■ Excerpt to read
It is hoped that many more private sector actors will join the Call on Carbon
and encourage policy makers to be bold on carbon pricing. Unlike the many
previous carbon pricing advocacy efforts that showed limited success, this time
around the chances for getting heard are better - for several reasons:
First, capitals around the world today. Governments can no longer postpone
climate action or get away with cosmetic changes. The climate crisis is already
upon us. Especially young people are rightly demanding bolder actions. Moreover,
crisis situations lower barriers against change. As governments are employing
trillions of US dollars to recover from the Covid-19 crisis, they have an
opportunity to change the framework conditions for markets.
Second, as more robust climate action is becoming inevitable, decarbonization
and digitalization of economies are fast becoming pillars of competitiveness.
The inevitability of carbon reduction as a currency of the future should
motivate policy makers and the private sector alike.

■ Recorded information
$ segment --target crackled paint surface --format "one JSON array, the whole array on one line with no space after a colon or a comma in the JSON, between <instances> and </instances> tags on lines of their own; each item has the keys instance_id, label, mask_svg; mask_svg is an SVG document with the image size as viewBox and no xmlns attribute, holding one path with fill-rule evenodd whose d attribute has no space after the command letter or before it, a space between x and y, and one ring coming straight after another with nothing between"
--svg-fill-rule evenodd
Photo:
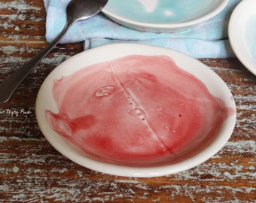
<instances>
[{"instance_id":1,"label":"crackled paint surface","mask_svg":"<svg viewBox=\"0 0 256 203\"><path fill-rule=\"evenodd\" d=\"M95 159L126 165L194 155L232 111L163 56L93 65L56 80L53 92L59 112L46 114L53 130Z\"/></svg>"},{"instance_id":2,"label":"crackled paint surface","mask_svg":"<svg viewBox=\"0 0 256 203\"><path fill-rule=\"evenodd\" d=\"M43 8L38 0L0 0L0 80L47 46ZM30 20L35 19L39 20ZM202 59L227 83L236 104L236 125L226 146L208 162L177 174L128 178L69 161L38 127L34 108L40 85L62 61L82 50L78 44L58 47L12 100L0 105L0 112L32 111L13 117L0 114L0 202L254 202L256 81L237 59Z\"/></svg>"}]
</instances>

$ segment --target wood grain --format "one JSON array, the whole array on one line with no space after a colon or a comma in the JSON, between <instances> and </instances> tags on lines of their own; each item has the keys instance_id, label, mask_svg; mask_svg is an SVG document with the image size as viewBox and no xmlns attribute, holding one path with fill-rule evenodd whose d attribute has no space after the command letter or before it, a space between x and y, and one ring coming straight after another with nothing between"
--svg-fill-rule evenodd
<instances>
[{"instance_id":1,"label":"wood grain","mask_svg":"<svg viewBox=\"0 0 256 203\"><path fill-rule=\"evenodd\" d=\"M0 81L47 46L41 0L0 0ZM201 62L227 84L237 106L231 138L215 156L176 174L129 178L98 173L59 154L41 134L37 92L82 44L57 46L0 105L0 202L255 202L256 80L237 59Z\"/></svg>"}]
</instances>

■ About this exercise
Could you transcribe the carbon pricing passage above word for word, from start to finish?

■ Result of this task
It is hoped that many more private sector actors will join the Call on Carbon
and encourage policy makers to be bold on carbon pricing. Unlike the many
previous carbon pricing advocacy efforts that showed limited success, this time
around the chances for getting heard are better - for several reasons:
First, capitals around the world today. Governments can no longer postpone
climate action or get away with cosmetic changes. The climate crisis is already
upon us. Especially young people are rightly demanding bolder actions. Moreover,
crisis situations lower barriers against change. As governments are employing
trillions of US dollars to recover from the Covid-19 crisis, they have an
opportunity to change the framework conditions for markets.
Second, as more robust climate action is becoming inevitable, decarbonization
and digitalization of economies are fast becoming pillars of competitiveness.
The inevitability of carbon reduction as a currency of the future should
motivate policy makers and the private sector alike.